§ Directions: With the images removed, repeat the data below exactly.

Recorded data

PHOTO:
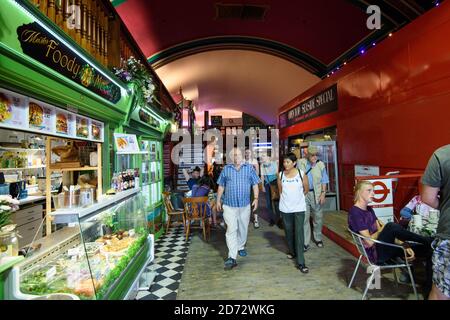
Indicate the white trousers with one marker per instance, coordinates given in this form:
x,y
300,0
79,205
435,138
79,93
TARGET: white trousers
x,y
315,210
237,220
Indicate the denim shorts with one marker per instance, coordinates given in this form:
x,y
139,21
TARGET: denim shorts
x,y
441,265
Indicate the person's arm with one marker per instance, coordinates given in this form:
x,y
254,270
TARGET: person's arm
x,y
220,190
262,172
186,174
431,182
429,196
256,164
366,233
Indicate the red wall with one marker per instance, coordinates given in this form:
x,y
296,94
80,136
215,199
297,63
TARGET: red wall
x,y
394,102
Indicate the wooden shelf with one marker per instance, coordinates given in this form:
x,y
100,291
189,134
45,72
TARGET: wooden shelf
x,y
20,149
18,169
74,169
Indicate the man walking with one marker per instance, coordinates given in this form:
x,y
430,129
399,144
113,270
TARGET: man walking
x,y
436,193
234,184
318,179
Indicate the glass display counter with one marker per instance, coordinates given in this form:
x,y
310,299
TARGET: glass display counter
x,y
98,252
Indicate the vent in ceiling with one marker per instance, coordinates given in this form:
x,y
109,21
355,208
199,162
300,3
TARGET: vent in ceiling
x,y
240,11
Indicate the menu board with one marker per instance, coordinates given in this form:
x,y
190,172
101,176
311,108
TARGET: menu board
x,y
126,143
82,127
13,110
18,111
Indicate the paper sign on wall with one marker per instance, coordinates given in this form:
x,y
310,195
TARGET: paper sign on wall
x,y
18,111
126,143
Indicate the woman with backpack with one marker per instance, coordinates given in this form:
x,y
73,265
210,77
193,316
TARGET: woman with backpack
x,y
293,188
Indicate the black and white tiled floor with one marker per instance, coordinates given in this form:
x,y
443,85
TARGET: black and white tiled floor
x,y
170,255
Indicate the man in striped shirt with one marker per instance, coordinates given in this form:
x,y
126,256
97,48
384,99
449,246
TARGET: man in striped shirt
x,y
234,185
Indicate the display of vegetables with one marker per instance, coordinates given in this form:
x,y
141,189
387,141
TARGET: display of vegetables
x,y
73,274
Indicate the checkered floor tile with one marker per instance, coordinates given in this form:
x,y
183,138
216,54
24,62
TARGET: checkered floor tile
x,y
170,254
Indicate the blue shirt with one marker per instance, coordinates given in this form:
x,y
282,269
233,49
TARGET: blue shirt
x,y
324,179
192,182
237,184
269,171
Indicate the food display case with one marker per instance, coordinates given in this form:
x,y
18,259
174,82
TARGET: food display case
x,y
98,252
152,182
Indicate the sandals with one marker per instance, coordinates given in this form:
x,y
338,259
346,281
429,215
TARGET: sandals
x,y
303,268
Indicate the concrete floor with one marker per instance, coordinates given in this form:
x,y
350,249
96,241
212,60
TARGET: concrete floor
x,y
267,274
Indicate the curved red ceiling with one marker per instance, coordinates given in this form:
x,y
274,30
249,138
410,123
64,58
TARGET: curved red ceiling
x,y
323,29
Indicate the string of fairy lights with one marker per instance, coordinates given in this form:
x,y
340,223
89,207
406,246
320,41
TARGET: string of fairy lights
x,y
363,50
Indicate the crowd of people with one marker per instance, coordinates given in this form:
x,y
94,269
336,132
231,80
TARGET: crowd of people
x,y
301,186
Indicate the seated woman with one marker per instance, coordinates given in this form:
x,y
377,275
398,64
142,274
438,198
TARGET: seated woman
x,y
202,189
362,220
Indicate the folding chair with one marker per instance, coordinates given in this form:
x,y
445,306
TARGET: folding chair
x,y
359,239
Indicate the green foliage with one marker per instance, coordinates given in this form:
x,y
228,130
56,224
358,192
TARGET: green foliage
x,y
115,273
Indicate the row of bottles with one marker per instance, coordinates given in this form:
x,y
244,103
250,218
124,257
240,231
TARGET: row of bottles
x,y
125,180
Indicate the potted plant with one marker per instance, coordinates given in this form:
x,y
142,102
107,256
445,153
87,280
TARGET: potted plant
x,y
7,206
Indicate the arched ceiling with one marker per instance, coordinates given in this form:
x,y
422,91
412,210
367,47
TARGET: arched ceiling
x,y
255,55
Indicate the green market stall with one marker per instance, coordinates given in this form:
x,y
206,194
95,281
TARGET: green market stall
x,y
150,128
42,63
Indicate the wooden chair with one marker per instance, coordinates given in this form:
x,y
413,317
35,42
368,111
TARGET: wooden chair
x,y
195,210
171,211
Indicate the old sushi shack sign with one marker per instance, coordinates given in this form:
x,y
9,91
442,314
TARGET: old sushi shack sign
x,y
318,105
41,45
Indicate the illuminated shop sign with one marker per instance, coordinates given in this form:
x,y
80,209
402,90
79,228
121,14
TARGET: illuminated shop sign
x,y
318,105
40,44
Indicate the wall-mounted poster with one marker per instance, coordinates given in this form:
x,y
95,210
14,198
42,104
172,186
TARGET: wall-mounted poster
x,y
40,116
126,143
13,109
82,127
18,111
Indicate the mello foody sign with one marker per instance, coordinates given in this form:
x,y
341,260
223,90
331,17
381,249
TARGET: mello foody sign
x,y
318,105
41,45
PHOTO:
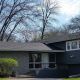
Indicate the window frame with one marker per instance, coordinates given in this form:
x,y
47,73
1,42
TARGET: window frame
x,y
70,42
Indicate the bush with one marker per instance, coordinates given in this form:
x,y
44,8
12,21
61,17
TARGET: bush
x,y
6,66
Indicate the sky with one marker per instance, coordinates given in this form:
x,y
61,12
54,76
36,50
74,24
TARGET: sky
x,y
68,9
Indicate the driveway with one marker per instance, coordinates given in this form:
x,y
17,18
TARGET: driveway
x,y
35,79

§ Solution to the exercise:
PHOTO:
Indicate the white trousers with one marker per instance, coordinates given in this form:
x,y
300,0
79,205
435,138
79,93
TARGET: white trousers
x,y
315,210
237,220
Indicate the denim shorts with one marker per instance, coordinates given in this form:
x,y
139,21
TARGET: denim shorts
x,y
441,265
Indicate the person's arm with one marker per instance, coordinates given in this form:
x,y
254,270
TARGET: person's arm
x,y
220,190
262,172
186,174
431,182
429,196
256,164
366,233
Indicate the red wall with one marker per instance, coordinates given in this form:
x,y
296,94
80,136
215,199
297,63
TARGET: red wall
x,y
394,102
Indicate the wooden shelf with one marker per instance, coordinates given in this form:
x,y
100,291
189,134
45,72
TARGET: wooden shelf
x,y
20,149
18,169
74,169
Indicate the man walking with one marker per instance, coordinates given in this form:
x,y
430,129
399,144
113,270
TARGET: man walking
x,y
436,193
234,184
318,179
Indicate the glass display counter with one marker per instance, coordinates given in this form:
x,y
310,299
TARGET: glass display counter
x,y
98,252
Indicate the vent in ceiling with one marker per instance, coordinates given in this form:
x,y
109,21
355,208
199,162
300,3
TARGET: vent in ceiling
x,y
240,11
Indicate the menu board with one marker per instance, coordinates given in this form:
x,y
190,172
101,176
311,108
TARGET: menu board
x,y
126,143
82,127
13,110
18,111
Indicate the paper sign on wall with one marker per instance, coordinates given in this form:
x,y
310,195
TARGET: paper sign on wall
x,y
18,111
126,143
Indicate the woman with backpack with one marker per instance, coordinates given in this form:
x,y
73,265
210,77
193,316
TARGET: woman with backpack
x,y
293,188
Indicate the black and white tiled floor with one marker per instance, coordinates given in this form:
x,y
443,85
TARGET: black and white tiled floor
x,y
170,255
Indicate the man in striped shirt with one marker per instance, coordinates given in this form:
x,y
126,256
97,48
384,99
449,246
TARGET: man in striped shirt
x,y
234,185
Indicate the display of vegetables with one marker per instance, coordinates given in this form:
x,y
141,189
387,141
TARGET: display of vegetables
x,y
73,274
Indicate the checkered floor tile with one marker per instance, coordinates given in this form:
x,y
183,138
216,54
24,62
TARGET: checkered floor tile
x,y
170,254
Indicate the blue shirt with one marker per instance, coordinates given in this form:
x,y
282,269
233,49
TARGET: blue shirt
x,y
324,179
192,182
237,184
269,171
Indicate the food display case with one marker per instance, coordinates given in this form:
x,y
18,259
174,82
TARGET: food display case
x,y
98,252
152,182
Indicate the sandals with one marker per instance, coordinates given in this form:
x,y
338,259
346,281
429,215
TARGET: sandals
x,y
303,268
Indicate the concrete floor with one marker per instance, coordinates given in this form:
x,y
350,249
96,241
212,60
TARGET: concrete floor
x,y
267,274
Indicate the curved red ceiling with one marker per instance, coordinates given in this form:
x,y
274,30
249,138
410,123
64,58
TARGET: curved red ceiling
x,y
323,29
Indicate the string of fairy lights with one marker per instance, coordinates given in this form:
x,y
340,223
89,207
406,246
320,41
TARGET: string of fairy lights
x,y
363,50
Indicate the crowd of people with one marker per instance, coordinates given in this form:
x,y
94,269
336,132
231,80
TARGET: crowd of people
x,y
301,186
Indicate the seated woman with one marker per instance, coordinates given in this form:
x,y
377,275
398,64
142,274
438,198
TARGET: seated woman
x,y
202,189
362,220
Indicate the folding chair with one marker per instance, coordinates given in this form:
x,y
445,306
TARGET: folding chair
x,y
359,239
Indicate the green foliage with one marker per instance, coordinates given in this form:
x,y
228,130
56,224
358,192
TARGET: green foliage
x,y
115,273
Indicate the row of bottles with one marker per instance, coordinates given in this form:
x,y
244,103
250,218
124,257
240,231
TARGET: row of bottles
x,y
125,180
Indicate the potted plant with one marker per instance, coordinates given in this form:
x,y
142,102
107,256
445,153
87,280
TARGET: potted plant
x,y
7,206
Indicate the arched ceiling with one marker per instance, coordinates given in this form:
x,y
422,91
412,210
367,47
TARGET: arched ceiling
x,y
255,55
Indicate the green market stall with one marker per instance, coordinates given in this form:
x,y
206,194
95,281
TARGET: green market stall
x,y
150,128
42,63
Indicate the wooden chair with one marker per instance, coordinates given in this form:
x,y
413,317
35,42
368,111
TARGET: wooden chair
x,y
195,210
171,211
Indicate the old sushi shack sign with one marker per instance, coordinates given in this form:
x,y
9,91
442,314
TARGET: old sushi shack sign
x,y
318,105
41,45
Indicate the illuminated shop sign with one marker per instance, coordinates given in this form:
x,y
80,209
402,90
79,228
121,14
TARGET: illuminated shop sign
x,y
318,105
40,44
Indicate the wall-mounted poster with one marker per instance, coordinates given in this form:
x,y
95,210
14,198
42,104
172,186
TARGET: wall-mounted poster
x,y
40,116
126,143
13,109
82,127
18,111
Indicate the mello foody sign with one marker per instance, coordinates given in this form:
x,y
341,260
223,90
331,17
381,249
TARGET: mello foody sign
x,y
318,105
41,45
PHOTO:
Indicate the window frame with one marker per instance, coordinates given in this form:
x,y
47,73
1,42
TARGET: window frame
x,y
70,42
Indicate the bush with one marker per instance, coordinates given in this form:
x,y
44,8
12,21
61,17
TARGET: bush
x,y
6,66
Indicate the sky with one marker per instance, coordinates given in this form:
x,y
61,12
54,76
36,50
74,24
TARGET: sky
x,y
68,9
Indicate the driveway with one marker per instance, coordinates given in this form:
x,y
17,18
TARGET: driveway
x,y
35,79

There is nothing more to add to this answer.